(JOBS):
#1 In the Halloween movie review, what does the sacrificed woman's severed head do?
#2 In the records, reproduce word for word every line from the line with "Would you kindly put a point on the water" to the line with "point(81, 64)", both of those lines included. Leave the pictures out of your answer.

— start of PASSAGE TO READ —

Saturday, October 31, 2009

Happy Halloween, You Dogs!!!

For the final night of voodoo fun and on the very special occasion of Halloween, I’ve got a classic here that is just begging to be discovered. I’ve been saving this one for a special occasion such as this because it is not everyday you encounter a movie where so many women bounce about in leopard undies in the jungle. This is a movie so full of the sort of perverted auteurism that harkens to a not-too-distant past, specifically the year 1973. Ah, 1973….a simpler time. A time when Jack Taylor was on top of the world and the white man knew as much about black, youth, and female culture as he did about Vietnamese cooking. A time when voodoo movies were reaching the height of their potential to insult. In the world of voodoo films, there’s only one thing worse than Americans bastardizing the religion for the sake of laughs and that’s when other countries see our films and make their own versions, throwing out even the faintest glimmer of dignity they may have received in the states.

Night of the Sorcerers
by Amando de Osorio

So, what have the gods of bad movies given us this time? A prologue fills us in on the story as such. Somewhere on a sound stage that the titles tell us is in Bumbasa, which, lets be clear, doesn’t exist, a white woman is being sacrificed by a group of dancing Africans. Then, outdoors during the day, a group of soldiers comes looking for her. I point out the difference in the time of day because Amando de Osorio would like very much for us to believe that these scenes are happening simultaneously, but I’d like to know where in the world night goes from being dark to bright as day depending on how deep in the jungle you are. Anyway, the whites show up and shoot everyone to death (again they film the white guys opening fire and edit in footage of the black people being shot on the sound stage without ever showing them together) but not in time to save the sacrificial woman, whose severed head stands upright and laughs maniacally at no one in particular. Now if that sounds like a lot of half-assed artifice for one prologue, baby, you don’t know the half of it.

— end of PASSAGE TO READ —
— start of RECORDS —

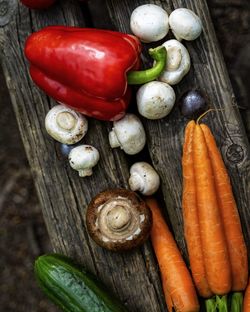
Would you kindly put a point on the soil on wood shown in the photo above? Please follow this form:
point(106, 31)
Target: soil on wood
point(23, 235)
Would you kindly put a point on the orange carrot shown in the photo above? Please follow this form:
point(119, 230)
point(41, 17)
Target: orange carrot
point(213, 240)
point(177, 283)
point(230, 216)
point(190, 216)
point(246, 301)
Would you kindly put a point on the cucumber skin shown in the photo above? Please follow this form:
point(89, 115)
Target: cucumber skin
point(71, 288)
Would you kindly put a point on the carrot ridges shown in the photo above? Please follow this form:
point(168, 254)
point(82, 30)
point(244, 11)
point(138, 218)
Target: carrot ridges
point(177, 283)
point(190, 216)
point(246, 301)
point(214, 246)
point(229, 213)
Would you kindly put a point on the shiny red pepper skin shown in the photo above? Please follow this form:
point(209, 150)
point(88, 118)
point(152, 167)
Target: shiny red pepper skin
point(38, 4)
point(84, 68)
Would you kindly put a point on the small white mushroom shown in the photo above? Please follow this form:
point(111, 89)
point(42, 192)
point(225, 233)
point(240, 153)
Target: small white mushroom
point(144, 178)
point(155, 99)
point(185, 24)
point(128, 134)
point(149, 22)
point(65, 125)
point(83, 158)
point(178, 62)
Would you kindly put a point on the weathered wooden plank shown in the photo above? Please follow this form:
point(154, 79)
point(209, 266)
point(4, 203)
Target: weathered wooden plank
point(165, 137)
point(63, 195)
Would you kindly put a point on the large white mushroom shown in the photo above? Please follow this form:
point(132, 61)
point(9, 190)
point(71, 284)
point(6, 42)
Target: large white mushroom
point(128, 134)
point(65, 125)
point(149, 22)
point(83, 158)
point(155, 99)
point(185, 24)
point(178, 62)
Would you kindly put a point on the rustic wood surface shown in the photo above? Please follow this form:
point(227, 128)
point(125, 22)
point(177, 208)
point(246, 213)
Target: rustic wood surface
point(64, 196)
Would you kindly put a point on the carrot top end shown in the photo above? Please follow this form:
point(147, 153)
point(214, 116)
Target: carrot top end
point(221, 303)
point(236, 302)
point(210, 305)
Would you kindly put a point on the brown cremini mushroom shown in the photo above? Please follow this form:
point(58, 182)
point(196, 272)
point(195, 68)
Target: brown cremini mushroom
point(118, 219)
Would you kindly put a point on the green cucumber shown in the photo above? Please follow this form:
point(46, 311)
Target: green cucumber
point(71, 288)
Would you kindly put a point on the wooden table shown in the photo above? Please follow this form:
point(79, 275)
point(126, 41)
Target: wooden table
point(134, 276)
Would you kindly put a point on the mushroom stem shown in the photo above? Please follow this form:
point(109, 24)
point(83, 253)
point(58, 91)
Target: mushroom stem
point(85, 172)
point(113, 140)
point(159, 54)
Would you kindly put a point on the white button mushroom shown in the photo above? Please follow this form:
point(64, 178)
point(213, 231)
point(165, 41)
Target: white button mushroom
point(83, 158)
point(149, 22)
point(178, 62)
point(65, 125)
point(144, 178)
point(155, 99)
point(128, 134)
point(185, 24)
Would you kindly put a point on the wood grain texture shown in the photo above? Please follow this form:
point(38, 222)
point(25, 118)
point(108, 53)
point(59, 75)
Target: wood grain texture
point(134, 277)
point(63, 195)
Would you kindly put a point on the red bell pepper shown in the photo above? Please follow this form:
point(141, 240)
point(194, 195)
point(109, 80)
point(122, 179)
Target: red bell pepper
point(86, 68)
point(38, 4)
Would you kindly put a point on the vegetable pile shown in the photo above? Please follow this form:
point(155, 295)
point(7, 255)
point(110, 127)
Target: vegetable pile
point(216, 247)
point(89, 72)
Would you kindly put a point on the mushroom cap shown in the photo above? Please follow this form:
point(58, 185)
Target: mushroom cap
point(144, 178)
point(149, 22)
point(178, 62)
point(185, 24)
point(128, 134)
point(84, 157)
point(118, 219)
point(155, 99)
point(65, 125)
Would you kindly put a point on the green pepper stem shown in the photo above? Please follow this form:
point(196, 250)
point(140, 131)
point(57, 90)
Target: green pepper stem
point(222, 303)
point(159, 54)
point(236, 302)
point(210, 305)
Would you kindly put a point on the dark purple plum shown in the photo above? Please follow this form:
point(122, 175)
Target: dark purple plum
point(192, 103)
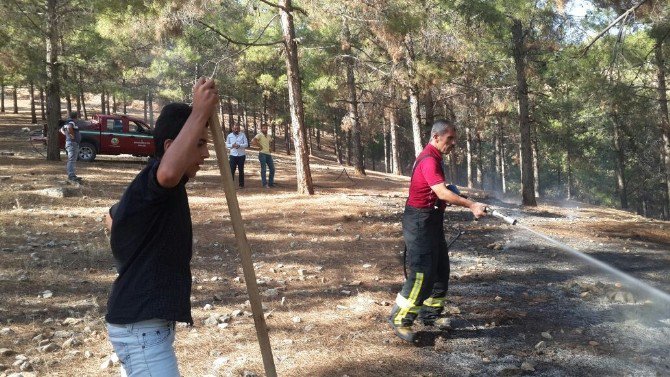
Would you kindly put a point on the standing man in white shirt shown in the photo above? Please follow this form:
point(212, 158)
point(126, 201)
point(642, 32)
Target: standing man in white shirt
point(237, 143)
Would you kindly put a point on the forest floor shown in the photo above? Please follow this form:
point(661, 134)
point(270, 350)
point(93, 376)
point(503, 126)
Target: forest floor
point(329, 268)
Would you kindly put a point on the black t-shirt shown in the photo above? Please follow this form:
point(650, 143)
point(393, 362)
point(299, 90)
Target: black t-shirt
point(152, 243)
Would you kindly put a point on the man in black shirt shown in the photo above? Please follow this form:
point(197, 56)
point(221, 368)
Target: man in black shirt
point(152, 241)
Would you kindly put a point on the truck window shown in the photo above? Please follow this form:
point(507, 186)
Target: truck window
point(114, 125)
point(136, 128)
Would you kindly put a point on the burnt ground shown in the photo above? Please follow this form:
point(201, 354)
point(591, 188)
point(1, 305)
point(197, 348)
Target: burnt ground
point(519, 306)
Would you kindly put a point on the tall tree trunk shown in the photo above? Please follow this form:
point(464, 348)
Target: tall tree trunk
point(393, 129)
point(430, 109)
point(528, 179)
point(264, 119)
point(77, 95)
point(478, 161)
point(287, 139)
point(78, 103)
point(303, 172)
point(348, 136)
point(68, 103)
point(536, 161)
point(33, 114)
point(53, 81)
point(620, 161)
point(496, 159)
point(338, 143)
point(146, 107)
point(15, 98)
point(230, 115)
point(123, 95)
point(352, 102)
point(245, 125)
point(255, 123)
point(310, 144)
point(2, 95)
point(81, 94)
point(385, 133)
point(663, 112)
point(151, 108)
point(500, 153)
point(568, 170)
point(468, 155)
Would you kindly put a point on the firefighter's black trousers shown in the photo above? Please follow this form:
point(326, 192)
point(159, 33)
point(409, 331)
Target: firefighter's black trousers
point(425, 289)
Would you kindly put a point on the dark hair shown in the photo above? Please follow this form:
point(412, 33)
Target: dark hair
point(441, 126)
point(169, 124)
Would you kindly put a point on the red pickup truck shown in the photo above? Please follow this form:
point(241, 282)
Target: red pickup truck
point(113, 135)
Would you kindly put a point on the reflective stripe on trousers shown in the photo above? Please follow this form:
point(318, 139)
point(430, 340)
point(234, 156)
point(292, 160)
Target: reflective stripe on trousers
point(423, 293)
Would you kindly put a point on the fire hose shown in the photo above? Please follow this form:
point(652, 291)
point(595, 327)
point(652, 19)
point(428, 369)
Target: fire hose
point(489, 210)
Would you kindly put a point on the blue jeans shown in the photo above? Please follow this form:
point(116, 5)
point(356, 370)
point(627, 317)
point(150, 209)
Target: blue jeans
point(72, 149)
point(266, 159)
point(237, 162)
point(145, 348)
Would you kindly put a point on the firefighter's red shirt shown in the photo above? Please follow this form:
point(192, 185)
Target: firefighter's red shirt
point(427, 173)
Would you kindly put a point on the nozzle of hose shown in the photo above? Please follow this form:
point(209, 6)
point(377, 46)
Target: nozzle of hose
point(501, 216)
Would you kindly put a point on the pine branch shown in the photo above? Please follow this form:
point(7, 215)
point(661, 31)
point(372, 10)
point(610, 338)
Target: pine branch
point(240, 43)
point(624, 15)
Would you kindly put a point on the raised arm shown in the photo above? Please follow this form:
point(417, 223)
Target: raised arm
point(183, 150)
point(245, 142)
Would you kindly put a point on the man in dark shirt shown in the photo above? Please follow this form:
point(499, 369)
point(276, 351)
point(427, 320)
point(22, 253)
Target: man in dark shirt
point(425, 288)
point(152, 241)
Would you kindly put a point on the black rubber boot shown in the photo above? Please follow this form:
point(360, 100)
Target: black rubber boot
point(403, 332)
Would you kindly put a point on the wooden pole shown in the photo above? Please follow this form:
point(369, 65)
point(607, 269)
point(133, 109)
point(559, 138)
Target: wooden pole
point(242, 245)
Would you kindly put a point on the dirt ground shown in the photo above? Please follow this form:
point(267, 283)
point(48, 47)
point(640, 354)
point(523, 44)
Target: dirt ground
point(328, 266)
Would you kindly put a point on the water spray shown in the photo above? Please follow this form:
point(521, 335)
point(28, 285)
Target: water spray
point(654, 292)
point(500, 215)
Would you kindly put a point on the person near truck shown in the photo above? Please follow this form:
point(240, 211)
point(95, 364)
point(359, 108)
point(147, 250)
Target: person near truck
point(72, 140)
point(237, 143)
point(262, 141)
point(424, 291)
point(152, 240)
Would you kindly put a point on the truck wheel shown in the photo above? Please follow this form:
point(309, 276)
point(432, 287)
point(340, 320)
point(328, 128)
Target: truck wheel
point(87, 152)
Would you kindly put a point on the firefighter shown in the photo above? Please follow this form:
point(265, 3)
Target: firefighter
point(424, 292)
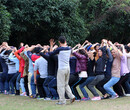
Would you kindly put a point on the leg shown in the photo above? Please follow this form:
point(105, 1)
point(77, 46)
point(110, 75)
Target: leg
point(109, 84)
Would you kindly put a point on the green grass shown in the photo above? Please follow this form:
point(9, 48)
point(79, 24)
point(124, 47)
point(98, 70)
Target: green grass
point(24, 103)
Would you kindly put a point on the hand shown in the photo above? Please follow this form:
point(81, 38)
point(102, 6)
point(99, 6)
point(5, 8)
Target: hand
point(52, 42)
point(109, 42)
point(86, 41)
point(26, 46)
point(56, 46)
point(35, 81)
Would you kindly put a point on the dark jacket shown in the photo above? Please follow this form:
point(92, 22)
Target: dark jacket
point(81, 64)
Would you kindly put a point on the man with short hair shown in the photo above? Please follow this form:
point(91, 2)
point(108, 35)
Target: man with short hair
point(63, 71)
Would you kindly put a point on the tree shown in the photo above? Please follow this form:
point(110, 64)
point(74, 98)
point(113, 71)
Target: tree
point(108, 19)
point(4, 23)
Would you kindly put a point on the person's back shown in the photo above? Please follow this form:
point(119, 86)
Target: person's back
point(63, 71)
point(63, 57)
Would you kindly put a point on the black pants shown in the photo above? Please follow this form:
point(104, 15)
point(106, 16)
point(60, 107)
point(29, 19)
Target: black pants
point(100, 85)
point(73, 87)
point(41, 90)
point(73, 79)
point(26, 84)
point(118, 86)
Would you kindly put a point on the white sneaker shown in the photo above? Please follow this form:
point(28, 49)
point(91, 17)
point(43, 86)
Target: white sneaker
point(96, 98)
point(23, 94)
point(128, 95)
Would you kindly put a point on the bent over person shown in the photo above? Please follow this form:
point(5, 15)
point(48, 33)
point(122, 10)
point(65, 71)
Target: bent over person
point(63, 71)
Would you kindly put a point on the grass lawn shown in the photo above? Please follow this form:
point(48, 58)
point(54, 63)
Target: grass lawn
point(24, 103)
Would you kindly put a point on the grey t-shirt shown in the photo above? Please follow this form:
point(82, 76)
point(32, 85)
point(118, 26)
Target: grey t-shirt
point(41, 65)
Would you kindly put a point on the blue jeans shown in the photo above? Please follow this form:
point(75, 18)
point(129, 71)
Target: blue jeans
point(109, 84)
point(33, 85)
point(81, 86)
point(18, 82)
point(22, 84)
point(4, 82)
point(127, 84)
point(52, 85)
point(12, 82)
point(45, 86)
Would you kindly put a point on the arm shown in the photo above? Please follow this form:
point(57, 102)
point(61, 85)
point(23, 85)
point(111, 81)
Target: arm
point(44, 56)
point(12, 58)
point(54, 52)
point(21, 49)
point(115, 48)
point(110, 55)
point(24, 56)
point(17, 55)
point(79, 56)
point(84, 43)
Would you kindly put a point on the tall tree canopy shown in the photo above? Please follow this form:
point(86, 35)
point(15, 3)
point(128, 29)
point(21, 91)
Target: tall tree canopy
point(4, 23)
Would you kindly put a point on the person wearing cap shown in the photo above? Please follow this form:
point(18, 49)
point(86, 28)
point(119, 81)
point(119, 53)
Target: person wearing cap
point(63, 71)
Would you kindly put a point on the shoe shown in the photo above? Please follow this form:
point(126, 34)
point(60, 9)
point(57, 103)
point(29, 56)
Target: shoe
point(85, 99)
point(23, 94)
point(33, 96)
point(60, 103)
point(47, 98)
point(72, 100)
point(40, 98)
point(114, 97)
point(96, 98)
point(6, 92)
point(12, 94)
point(105, 97)
point(127, 95)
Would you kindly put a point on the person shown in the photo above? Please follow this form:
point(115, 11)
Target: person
point(41, 65)
point(100, 85)
point(63, 71)
point(124, 74)
point(115, 72)
point(91, 75)
point(99, 71)
point(81, 70)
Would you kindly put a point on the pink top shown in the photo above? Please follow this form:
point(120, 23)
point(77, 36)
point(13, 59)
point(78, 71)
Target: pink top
point(124, 67)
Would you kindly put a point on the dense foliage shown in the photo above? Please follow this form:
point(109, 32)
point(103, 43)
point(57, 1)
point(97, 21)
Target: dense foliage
point(36, 21)
point(108, 19)
point(4, 23)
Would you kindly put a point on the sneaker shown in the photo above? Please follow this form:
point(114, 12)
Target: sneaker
point(60, 103)
point(114, 97)
point(40, 98)
point(23, 94)
point(72, 100)
point(105, 97)
point(12, 94)
point(96, 98)
point(85, 99)
point(127, 95)
point(47, 98)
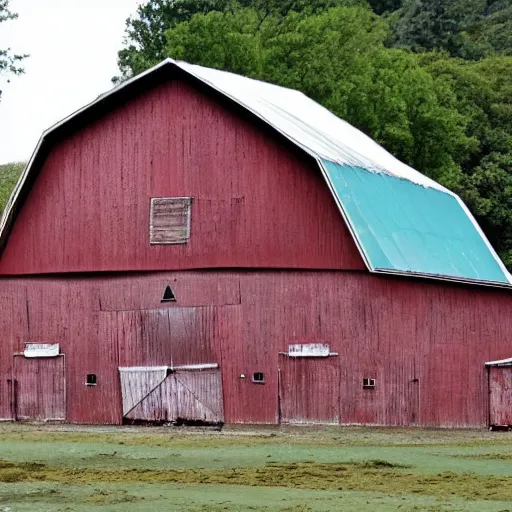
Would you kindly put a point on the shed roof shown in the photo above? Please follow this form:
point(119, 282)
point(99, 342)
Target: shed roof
point(402, 221)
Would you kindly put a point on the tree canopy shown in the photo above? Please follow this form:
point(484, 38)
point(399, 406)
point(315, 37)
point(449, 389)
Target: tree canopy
point(430, 80)
point(10, 63)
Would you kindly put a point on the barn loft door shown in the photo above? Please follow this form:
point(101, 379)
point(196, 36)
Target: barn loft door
point(500, 393)
point(39, 389)
point(163, 394)
point(309, 390)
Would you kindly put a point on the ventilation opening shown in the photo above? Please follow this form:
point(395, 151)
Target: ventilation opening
point(258, 378)
point(368, 383)
point(168, 295)
point(90, 379)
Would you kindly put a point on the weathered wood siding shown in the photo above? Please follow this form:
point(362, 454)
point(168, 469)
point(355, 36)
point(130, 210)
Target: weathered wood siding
point(424, 343)
point(255, 202)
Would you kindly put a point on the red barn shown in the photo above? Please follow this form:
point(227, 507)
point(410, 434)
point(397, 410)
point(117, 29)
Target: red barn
point(198, 246)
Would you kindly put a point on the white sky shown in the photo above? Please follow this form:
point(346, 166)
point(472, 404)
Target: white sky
point(73, 48)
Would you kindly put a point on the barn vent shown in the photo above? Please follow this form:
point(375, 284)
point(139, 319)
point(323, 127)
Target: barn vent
point(169, 220)
point(168, 295)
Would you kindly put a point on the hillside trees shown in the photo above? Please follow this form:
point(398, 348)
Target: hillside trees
point(430, 81)
point(10, 63)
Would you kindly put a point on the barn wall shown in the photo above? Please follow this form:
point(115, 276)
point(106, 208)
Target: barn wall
point(425, 344)
point(255, 202)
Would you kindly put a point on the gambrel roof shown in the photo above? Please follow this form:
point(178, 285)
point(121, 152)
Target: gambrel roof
point(402, 222)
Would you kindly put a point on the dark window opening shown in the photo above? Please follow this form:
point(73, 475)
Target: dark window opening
point(90, 379)
point(258, 377)
point(168, 295)
point(368, 383)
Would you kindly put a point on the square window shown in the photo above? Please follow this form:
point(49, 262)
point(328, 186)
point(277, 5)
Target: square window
point(368, 383)
point(90, 379)
point(258, 378)
point(169, 220)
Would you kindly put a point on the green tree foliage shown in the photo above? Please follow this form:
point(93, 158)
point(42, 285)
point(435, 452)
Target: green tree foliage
point(471, 29)
point(385, 6)
point(484, 92)
point(431, 80)
point(9, 174)
point(9, 62)
point(338, 58)
point(144, 43)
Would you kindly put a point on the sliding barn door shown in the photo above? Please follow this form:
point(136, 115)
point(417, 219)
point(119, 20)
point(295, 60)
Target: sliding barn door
point(500, 393)
point(39, 389)
point(160, 395)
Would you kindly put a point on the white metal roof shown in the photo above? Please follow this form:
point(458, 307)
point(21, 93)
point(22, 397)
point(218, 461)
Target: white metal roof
point(300, 119)
point(308, 124)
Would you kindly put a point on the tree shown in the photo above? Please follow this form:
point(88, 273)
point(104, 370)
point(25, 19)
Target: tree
point(338, 58)
point(144, 42)
point(470, 29)
point(385, 6)
point(144, 35)
point(484, 90)
point(9, 62)
point(435, 24)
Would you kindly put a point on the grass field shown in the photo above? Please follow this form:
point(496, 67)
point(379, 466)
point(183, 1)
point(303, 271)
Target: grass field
point(70, 468)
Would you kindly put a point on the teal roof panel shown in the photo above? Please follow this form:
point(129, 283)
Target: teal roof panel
point(404, 227)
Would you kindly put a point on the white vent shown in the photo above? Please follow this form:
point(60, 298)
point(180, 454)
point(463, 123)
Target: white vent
point(309, 350)
point(41, 350)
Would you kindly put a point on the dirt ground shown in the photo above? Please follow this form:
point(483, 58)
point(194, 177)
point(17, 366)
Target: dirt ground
point(77, 468)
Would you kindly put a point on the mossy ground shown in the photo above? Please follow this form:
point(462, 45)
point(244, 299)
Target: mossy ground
point(263, 469)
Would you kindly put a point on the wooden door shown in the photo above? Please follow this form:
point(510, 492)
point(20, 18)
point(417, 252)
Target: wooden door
point(500, 393)
point(161, 395)
point(39, 389)
point(309, 390)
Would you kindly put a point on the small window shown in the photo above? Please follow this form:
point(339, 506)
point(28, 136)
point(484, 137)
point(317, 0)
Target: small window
point(368, 383)
point(90, 379)
point(170, 220)
point(168, 295)
point(258, 378)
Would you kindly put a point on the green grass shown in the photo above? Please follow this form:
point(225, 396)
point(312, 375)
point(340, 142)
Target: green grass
point(72, 468)
point(9, 174)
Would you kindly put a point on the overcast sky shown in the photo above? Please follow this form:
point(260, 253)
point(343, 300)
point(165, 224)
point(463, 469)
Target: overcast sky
point(73, 48)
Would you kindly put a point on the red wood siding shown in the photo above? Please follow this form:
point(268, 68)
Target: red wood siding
point(255, 203)
point(424, 343)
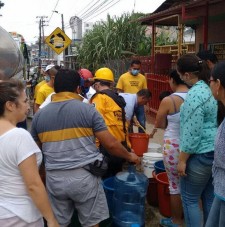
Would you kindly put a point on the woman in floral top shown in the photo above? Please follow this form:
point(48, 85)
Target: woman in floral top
point(198, 127)
point(216, 216)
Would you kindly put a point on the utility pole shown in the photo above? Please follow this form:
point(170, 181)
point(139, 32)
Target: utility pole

— end of RECORDS —

(SOLUTIONS TO THE PROBLEMS):
#1 It stands upright and laughs maniacally at no one in particular.

#2
Would you kindly put a point on the water spray shown in the photo above? Please follow this form:
point(521, 335)
point(28, 285)
Target: water spray
point(654, 292)
point(500, 215)
Would you kindly put a point on the person near truck shown in the photo above? Please follow this form:
point(240, 211)
point(95, 364)
point(359, 108)
point(147, 250)
Target: person near truck
point(72, 140)
point(237, 143)
point(262, 141)
point(424, 291)
point(152, 240)
Would you kindly put a point on the truck wheel shown in the photo above? Please follow this form:
point(309, 276)
point(432, 287)
point(340, 320)
point(328, 128)
Target: truck wheel
point(87, 152)
Would you kindly put a point on the firefighter shown in the photo above? Please follow this form:
point(265, 3)
Target: firefighter
point(424, 292)
Would you kindly put a point on the leg shown in the photo above? Please follow this form:
point(105, 1)
point(77, 46)
point(110, 75)
Target: leg
point(109, 84)
Would you kindly put a point on the green grass shown in the photo above? Please follow this form:
point(9, 48)
point(79, 24)
point(124, 47)
point(98, 70)
Target: green grass
point(24, 103)
Would you kindly put a point on the hand shown in the photo above? Please follow this form:
point(81, 38)
point(102, 6)
point(99, 6)
point(5, 8)
Target: hand
point(52, 42)
point(109, 42)
point(86, 41)
point(26, 46)
point(56, 46)
point(35, 81)
Would you kindly put a point on the dark jacket shown in the photo above? Please follow this form:
point(92, 22)
Target: dark jacket
point(81, 64)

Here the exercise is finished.